▼

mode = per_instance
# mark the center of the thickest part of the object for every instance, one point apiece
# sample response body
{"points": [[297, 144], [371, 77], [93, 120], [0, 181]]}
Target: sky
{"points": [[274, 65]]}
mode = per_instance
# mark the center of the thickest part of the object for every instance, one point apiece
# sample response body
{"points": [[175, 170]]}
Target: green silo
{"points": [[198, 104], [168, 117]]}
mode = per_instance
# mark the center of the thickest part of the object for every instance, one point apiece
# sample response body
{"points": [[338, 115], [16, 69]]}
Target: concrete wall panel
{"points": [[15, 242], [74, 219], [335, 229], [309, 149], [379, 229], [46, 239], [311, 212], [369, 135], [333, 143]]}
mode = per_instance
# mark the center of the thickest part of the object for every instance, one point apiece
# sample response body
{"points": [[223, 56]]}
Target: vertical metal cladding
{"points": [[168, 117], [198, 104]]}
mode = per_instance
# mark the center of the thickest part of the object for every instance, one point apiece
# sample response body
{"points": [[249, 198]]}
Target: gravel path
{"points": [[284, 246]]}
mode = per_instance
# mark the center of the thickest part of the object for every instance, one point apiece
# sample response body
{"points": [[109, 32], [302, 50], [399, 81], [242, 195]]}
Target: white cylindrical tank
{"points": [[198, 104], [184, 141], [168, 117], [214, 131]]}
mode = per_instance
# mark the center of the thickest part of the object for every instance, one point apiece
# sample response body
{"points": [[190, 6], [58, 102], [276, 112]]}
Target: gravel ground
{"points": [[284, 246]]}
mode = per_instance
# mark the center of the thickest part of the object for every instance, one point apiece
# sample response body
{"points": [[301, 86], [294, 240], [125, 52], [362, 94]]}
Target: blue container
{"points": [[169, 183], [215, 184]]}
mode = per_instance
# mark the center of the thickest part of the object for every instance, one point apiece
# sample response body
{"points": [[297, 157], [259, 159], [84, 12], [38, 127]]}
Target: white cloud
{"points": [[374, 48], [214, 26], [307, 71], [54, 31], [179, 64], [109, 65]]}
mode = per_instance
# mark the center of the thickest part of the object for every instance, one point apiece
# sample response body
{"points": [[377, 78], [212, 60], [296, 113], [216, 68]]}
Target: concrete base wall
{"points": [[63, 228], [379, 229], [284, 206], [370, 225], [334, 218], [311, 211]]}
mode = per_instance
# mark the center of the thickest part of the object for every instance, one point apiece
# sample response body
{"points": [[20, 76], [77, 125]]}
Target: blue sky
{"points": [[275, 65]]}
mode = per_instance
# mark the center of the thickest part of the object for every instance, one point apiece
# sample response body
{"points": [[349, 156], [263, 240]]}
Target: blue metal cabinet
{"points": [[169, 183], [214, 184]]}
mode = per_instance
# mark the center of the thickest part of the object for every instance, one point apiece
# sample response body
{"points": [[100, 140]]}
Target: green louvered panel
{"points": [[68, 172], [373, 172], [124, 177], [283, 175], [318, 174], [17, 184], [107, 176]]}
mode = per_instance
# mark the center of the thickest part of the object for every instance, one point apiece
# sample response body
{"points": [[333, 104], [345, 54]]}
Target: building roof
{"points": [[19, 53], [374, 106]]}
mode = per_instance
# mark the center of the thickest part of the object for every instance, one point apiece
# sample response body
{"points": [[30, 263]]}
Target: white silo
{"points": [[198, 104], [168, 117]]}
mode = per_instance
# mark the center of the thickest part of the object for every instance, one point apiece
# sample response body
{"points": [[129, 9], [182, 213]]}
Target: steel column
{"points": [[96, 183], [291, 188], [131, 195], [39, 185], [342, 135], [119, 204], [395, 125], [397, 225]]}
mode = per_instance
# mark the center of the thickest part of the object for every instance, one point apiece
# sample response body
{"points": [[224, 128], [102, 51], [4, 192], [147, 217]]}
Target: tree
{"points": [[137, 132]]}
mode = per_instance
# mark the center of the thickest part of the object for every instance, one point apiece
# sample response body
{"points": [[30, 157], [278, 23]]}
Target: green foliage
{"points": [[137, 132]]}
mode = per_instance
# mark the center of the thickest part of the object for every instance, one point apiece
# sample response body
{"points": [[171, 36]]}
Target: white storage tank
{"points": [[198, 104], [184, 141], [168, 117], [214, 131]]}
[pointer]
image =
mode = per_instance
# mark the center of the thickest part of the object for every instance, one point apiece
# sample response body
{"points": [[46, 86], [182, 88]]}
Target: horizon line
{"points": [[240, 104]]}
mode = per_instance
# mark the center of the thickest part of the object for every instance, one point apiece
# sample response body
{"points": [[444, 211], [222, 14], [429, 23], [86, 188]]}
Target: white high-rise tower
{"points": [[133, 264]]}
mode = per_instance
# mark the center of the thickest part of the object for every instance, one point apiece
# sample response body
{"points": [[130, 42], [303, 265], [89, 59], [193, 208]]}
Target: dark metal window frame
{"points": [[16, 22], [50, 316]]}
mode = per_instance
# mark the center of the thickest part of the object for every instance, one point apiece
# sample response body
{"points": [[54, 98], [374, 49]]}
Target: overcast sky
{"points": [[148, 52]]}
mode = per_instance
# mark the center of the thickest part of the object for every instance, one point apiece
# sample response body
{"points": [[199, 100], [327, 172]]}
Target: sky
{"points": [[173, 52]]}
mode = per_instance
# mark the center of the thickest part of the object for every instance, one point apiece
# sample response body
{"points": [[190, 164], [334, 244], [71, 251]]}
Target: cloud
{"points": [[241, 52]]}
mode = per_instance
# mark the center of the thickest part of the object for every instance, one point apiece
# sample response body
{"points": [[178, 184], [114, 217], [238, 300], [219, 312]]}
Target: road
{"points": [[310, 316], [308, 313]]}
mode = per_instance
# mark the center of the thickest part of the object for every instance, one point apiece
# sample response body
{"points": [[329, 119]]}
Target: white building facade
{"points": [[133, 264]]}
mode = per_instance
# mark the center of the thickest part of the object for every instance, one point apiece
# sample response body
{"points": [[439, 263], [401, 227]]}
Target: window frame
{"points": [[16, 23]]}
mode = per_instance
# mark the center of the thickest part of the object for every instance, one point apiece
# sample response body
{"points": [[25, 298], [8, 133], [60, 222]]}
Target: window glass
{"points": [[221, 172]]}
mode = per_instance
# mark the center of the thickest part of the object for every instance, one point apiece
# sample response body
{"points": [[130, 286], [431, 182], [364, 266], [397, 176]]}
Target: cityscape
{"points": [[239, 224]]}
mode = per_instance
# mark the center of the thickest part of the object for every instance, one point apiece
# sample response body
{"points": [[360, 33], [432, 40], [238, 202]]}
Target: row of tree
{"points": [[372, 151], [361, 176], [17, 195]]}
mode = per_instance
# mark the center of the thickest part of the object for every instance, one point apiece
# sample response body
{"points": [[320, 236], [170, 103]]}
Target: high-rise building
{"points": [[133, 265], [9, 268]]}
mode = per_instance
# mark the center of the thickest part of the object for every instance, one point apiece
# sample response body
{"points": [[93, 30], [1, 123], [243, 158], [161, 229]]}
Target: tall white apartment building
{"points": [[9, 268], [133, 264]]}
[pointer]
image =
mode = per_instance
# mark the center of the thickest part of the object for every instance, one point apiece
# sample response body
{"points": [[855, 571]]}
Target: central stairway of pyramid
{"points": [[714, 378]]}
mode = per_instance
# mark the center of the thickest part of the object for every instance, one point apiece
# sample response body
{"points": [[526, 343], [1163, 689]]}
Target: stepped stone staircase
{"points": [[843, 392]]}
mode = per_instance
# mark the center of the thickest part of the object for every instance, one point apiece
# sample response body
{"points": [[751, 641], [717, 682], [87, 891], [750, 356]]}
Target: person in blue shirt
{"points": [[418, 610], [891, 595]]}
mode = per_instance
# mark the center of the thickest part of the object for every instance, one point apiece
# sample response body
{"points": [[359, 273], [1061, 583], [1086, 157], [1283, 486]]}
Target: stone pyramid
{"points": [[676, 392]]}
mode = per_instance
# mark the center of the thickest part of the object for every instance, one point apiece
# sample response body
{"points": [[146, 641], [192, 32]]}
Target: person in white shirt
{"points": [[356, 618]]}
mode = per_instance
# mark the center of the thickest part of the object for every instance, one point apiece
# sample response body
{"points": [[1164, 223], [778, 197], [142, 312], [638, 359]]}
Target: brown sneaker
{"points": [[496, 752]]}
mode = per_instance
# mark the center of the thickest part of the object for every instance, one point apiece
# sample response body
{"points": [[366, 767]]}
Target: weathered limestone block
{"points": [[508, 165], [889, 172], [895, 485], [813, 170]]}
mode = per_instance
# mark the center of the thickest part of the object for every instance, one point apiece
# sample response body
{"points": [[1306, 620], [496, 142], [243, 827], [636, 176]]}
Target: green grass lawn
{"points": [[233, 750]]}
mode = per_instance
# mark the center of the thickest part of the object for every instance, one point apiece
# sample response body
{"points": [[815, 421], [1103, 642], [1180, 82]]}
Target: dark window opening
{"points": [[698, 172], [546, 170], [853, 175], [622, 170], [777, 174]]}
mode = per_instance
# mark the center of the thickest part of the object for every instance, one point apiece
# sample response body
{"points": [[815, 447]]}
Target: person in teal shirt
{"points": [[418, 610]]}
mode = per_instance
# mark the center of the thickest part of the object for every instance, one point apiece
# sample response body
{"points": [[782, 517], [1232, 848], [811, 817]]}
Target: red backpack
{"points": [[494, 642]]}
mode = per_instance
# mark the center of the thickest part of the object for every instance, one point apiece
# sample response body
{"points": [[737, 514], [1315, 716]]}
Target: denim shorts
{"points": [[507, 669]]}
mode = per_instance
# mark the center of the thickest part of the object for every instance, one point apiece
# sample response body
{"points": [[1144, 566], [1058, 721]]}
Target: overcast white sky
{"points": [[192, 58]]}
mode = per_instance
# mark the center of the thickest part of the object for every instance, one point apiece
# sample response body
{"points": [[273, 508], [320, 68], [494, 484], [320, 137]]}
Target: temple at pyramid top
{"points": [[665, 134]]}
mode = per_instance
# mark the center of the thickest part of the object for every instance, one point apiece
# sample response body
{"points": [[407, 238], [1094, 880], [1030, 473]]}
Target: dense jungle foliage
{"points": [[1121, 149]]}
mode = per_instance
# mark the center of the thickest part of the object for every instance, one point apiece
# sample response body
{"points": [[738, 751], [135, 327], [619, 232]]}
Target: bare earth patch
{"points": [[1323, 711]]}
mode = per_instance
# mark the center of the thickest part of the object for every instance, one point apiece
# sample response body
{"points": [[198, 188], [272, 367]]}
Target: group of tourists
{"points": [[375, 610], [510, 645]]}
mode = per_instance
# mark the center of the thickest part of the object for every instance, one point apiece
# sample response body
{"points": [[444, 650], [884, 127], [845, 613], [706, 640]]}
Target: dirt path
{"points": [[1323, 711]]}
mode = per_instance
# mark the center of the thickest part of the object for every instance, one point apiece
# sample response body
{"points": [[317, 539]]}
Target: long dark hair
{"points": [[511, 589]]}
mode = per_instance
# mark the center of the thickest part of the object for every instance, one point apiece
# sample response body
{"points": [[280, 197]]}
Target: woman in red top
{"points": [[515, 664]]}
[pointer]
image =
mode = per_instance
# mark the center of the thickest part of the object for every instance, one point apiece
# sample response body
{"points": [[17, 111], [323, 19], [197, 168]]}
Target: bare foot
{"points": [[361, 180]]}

▲

#### INSTRUCTIONS TO FOLLOW:
Write out the lines above from the one containing "Target: dense jungle foliage" through the last, exactly as they are.

#### EXERCISE ANSWER:
Target: dense jungle foliage
{"points": [[1121, 149]]}
mode = per_instance
# mark the center of the thickest part of the object for every instance, one point apiece
# sample response body
{"points": [[738, 751], [135, 327], [619, 232]]}
Target: bare earth patch
{"points": [[1323, 711]]}
mode = per_instance
# mark the center of the thickest part of the object for every instance, one point apiece
# sample response body
{"points": [[198, 188], [272, 367]]}
Target: group of tourists
{"points": [[375, 610], [510, 645]]}
mode = per_instance
# mark the center of the thickest part of the object for every instance, one point apiece
# sample response body
{"points": [[444, 650], [884, 127], [845, 613], [706, 640]]}
Target: dirt path
{"points": [[1323, 711]]}
mode = per_instance
# mark the center of the thickest part of the object for every instance, one point apiece
# sample response body
{"points": [[317, 539]]}
Target: long dark hair
{"points": [[511, 589]]}
mode = per_instance
# mark the center of the thickest part of the object for every instance, one point apiece
# sample response body
{"points": [[280, 197]]}
Target: woman in red top
{"points": [[515, 664]]}
[pointer]
image =
mode = per_instance
# mark the center of the thickest part of the object for every instance, one point apiece
# sample response body
{"points": [[17, 111], [323, 19], [197, 168]]}
Target: bare foot
{"points": [[361, 180]]}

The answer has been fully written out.